Records shown>

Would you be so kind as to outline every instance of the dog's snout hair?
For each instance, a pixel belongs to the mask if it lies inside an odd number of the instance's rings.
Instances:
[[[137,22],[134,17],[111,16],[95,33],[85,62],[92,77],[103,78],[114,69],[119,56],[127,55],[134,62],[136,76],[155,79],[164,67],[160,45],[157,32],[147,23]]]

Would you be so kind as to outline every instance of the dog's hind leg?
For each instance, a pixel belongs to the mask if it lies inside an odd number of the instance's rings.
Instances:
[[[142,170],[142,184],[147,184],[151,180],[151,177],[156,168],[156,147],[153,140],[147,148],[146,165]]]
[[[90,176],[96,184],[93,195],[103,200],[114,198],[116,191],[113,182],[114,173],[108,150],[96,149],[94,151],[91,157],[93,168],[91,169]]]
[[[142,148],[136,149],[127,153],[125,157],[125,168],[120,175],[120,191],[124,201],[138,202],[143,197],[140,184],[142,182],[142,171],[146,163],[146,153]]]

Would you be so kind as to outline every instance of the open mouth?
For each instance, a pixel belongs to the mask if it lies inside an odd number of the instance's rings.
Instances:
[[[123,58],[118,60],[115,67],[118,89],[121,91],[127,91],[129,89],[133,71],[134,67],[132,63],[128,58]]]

What is being asked> Retype the material from the line that contains "dog's hind leg?" through the end of the material, and reproduce both of those lines and everything between them exactly.

Written reply>
Would you be so kind as to outline every instance of the dog's hind leg?
For each instance, a pixel belongs to the mask if it lies inside an odd number of the instance's rings.
Instances:
[[[142,170],[142,184],[147,184],[151,180],[151,177],[156,168],[156,147],[153,140],[147,148],[146,165]]]
[[[90,176],[96,184],[93,195],[103,200],[114,198],[116,191],[113,182],[114,173],[108,150],[96,149],[94,151],[91,157],[93,168],[91,169]]]
[[[142,148],[136,149],[127,153],[125,157],[125,168],[120,175],[120,191],[124,201],[138,202],[143,197],[140,184],[142,182],[142,171],[146,163],[146,153]]]

Would you be so kind as to outline every instance of the open mouth?
For each instance, a pixel belongs to the mask if it lies inside an odd number of the instance's rings.
Instances:
[[[123,58],[118,60],[115,67],[118,89],[121,91],[127,91],[129,89],[133,71],[134,67],[132,63],[128,58]]]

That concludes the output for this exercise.